▶ [Do this]:
Return each line of the records below that contains the word "yellow".

====== Extracted material

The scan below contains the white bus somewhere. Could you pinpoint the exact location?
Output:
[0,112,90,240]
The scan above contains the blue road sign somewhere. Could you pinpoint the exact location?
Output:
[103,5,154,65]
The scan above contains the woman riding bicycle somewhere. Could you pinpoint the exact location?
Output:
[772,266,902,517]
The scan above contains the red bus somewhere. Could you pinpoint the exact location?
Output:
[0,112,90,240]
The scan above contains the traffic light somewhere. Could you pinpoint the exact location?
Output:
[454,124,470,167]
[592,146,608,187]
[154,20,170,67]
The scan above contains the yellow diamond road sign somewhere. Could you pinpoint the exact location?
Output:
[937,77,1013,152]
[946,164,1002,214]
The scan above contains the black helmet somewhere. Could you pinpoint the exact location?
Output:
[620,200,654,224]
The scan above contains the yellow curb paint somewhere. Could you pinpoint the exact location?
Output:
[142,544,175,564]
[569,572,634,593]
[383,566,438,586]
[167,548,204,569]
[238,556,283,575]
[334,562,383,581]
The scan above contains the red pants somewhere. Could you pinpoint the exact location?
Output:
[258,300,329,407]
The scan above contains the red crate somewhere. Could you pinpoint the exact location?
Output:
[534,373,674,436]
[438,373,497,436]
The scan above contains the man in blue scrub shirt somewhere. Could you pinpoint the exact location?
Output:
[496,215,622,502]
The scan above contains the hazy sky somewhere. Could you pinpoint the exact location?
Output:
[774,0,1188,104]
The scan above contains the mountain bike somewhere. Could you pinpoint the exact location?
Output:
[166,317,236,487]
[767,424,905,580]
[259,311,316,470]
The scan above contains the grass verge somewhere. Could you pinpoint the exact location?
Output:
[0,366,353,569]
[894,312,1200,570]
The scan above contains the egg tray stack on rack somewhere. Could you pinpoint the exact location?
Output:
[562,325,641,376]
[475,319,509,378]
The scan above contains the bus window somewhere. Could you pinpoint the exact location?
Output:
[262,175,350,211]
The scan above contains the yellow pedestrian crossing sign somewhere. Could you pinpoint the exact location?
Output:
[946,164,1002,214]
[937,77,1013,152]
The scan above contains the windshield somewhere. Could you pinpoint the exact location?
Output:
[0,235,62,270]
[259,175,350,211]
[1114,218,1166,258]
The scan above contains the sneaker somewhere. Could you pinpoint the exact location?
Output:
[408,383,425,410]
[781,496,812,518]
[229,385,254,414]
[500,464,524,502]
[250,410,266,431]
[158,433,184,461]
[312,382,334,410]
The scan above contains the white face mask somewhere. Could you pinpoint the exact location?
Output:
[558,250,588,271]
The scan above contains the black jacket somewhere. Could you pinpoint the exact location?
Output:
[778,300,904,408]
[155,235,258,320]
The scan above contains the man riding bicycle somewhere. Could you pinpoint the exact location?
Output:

============

▶ [Result for this task]:
The scan above contains the yellow diamond road sign somewhere. Could you pinpoint the exact location?
The scan above contains the yellow curb paint somewhere. Could you pinpoint the exact location?
The scan above contains the yellow pedestrian crossing sign somewhere. Could you pinpoint the exact location?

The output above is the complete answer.